### TEXTE DU DOCUMENT:
Sémiramis (2149 ou 1968 av. J.C. ?)

Voici les fables que les Assyriens contaient sur l’origine de cette reine fameuse. Elle était fille d’une déesse syrienne, Dercéto, qui, le jour de sa naissance, l’exposa sur les rochers du Liban et se précipita elle-même dans le lac d’Ascalon, où elle fut changée en poisson. Durant une année entière l’enfant fut miraculeusement nourrie par des colombes. Recueillie par un pâtre et élevée par lui, Sémiramis grandit, devint fort belle, et fut épousée par un seigneur de la cour de Ninive, nommé Ménonès, que Ninus emmena dans son expédition de Bactriane. Dans les rochers du Liban où elle avait longtemps vécu, elle avait pris l’habitude de gravir jusque sur la cime des monts et de courir au milieu des précipices. La citadelle de Bactres était en un lieu semblable. Personne n’osait y monter. Sémiramis l’escalada avec quelques hommes aussi habiles et aussi courageux qu’elle-même. La citadelle prise, Bactres ouvrit ses portes, et Ninus, charmé de cet héroïsme, épousa la vaillante guerrière. Il mourut après l’avoir fait reine, et Sémiramis lui succéda.

Babylone

Ce que Ninus avait fait à Ninive, Sémiramis voulut l’exécuter à Babylone. L’emplacement de cette ville sur un grand fleuve navigable, l’Euphrate, et à portée du golfe Persique, était bien plus favorable que celui de Ninive sur le Tigre, cours d’eau profondément encaissé, rapide et qui n’avait au-dessus de la ville qu’une faible étendue. Voici les travaux que cette reine y exécuta, s’il faut en croire les anciens. L’enceinte de la ville fut formée par un mur long de 360 stades (67000 mètres) (Hérodote, qui visita Babylone, dit 480 stades. Le stade olympique valait 186 mètres), flanqué de 250 tours et assez large au sommet pour que deux chars pussent y passer de front. Le mur lui-même était fait de briques séchées au soleil et enduites d’asphalte. L’Euphrate passait au milieu de cette enceinte. A l’endroit où le fleuve était le plus étroit, on jeta un pont dont la longueur fut de 5 stades. On fonda d’abord dans le lit du fleuve des piles espacées de 12 pieds, dont les pierres furent jointes avec de fortes agrafes de fer, qu’on scella avec du plomb coulé dans les mortaises. L’avant-bec de ces piles eut la forme d’un angle qui, divisant l’eau, la fit glisser plus doucement sur ses flancs obliques, et modérait ainsi l’effort du courant contre l’épaisseur des massifs. Sur ces piles on étendit des poutres de cèdre et de cyprès, avec de très grands troncs de palmier, ce qui produisit un pont de 30 pieds de large. Ensuite la reine fit construire sur chaque rive du fleuve, un quai dont le mur eut la même largeur que celui de la ville et une longueur de 160 stades (près de 30 kilomètres). En face des deux entrées du pont, elle éleva deux châteaux flanqués de tours et enveloppés d’une triple enceinte de murailles. Sur les briques qui servirent à ces constructions, on avait, avant de les cuire, moulé des figures d’animaux de toute espèce, qui étaient coloriées de manière à représenter la nature vivante.

### DONNÉES ENREGISTRÉES:
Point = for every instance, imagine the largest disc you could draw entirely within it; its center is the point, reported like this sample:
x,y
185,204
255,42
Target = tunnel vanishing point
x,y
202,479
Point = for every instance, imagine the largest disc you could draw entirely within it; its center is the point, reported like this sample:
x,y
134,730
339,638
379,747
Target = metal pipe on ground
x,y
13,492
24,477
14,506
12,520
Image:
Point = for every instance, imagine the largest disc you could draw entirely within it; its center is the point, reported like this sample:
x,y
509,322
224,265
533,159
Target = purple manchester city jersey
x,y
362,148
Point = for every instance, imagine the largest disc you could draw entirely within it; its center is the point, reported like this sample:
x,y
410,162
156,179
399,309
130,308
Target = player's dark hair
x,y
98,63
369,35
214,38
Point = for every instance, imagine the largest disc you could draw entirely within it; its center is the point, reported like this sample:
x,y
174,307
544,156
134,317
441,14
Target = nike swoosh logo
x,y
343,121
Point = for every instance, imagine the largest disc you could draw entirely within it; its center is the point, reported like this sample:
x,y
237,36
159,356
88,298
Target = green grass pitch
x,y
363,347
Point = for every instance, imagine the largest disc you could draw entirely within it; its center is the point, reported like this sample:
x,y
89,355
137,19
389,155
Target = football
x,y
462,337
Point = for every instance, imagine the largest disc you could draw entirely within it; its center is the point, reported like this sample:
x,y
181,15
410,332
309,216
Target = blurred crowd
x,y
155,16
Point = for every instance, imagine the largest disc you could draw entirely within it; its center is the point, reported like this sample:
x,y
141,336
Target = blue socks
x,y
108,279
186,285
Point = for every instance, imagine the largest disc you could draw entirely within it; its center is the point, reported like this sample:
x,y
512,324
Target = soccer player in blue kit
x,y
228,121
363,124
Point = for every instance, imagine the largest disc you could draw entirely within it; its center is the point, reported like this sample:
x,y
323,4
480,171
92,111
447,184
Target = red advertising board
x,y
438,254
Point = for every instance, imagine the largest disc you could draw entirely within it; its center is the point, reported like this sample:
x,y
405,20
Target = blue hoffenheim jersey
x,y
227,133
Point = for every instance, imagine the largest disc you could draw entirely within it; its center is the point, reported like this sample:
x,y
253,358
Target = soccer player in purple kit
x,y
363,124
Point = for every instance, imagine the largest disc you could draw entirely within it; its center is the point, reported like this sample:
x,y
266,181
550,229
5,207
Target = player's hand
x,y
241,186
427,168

### EXERCICES:
1. Dans le texte sur Sémiramis, par quoi l'enfant fut-elle nourrie durant une année entière ?
2. Présentez sous forme de liste le paragraphe du texte sur Sémiramis qui commence par « Voici les fables que les Assyriens contaient », en conservant ses faits principaux.

### RÉPONSES AUX EXERCICES:
1. Par des colombes.

2.
- Selon les fables assyriennes, Sémiramis était fille de la déesse syrienne Dercéto. Le jour de sa naissance, Dercéto l'exposa sur les rochers du Liban, puis se jeta dans le lac d'Ascalon, où elle fut changée en poisson.
- Des colombes nourrirent l'enfant pendant une année entière. Un pâtre la recueillit ensuite et l'éleva.
- Devenue fort belle, elle épousa Ménonès, seigneur de la cour de Ninive, que Ninus emmena dans son expédition de Bactriane.
- Habituée à gravir les monts du Liban, elle escalada avec quelques hommes la citadelle de Bactres, où personne n'osait monter.
- La citadelle prise, Bactres ouvrit ses portes, et Ninus, charmé, épousa Sémiramis.
- Ninus fit d'elle une reine avant de mourir, et Sémiramis lui succéda.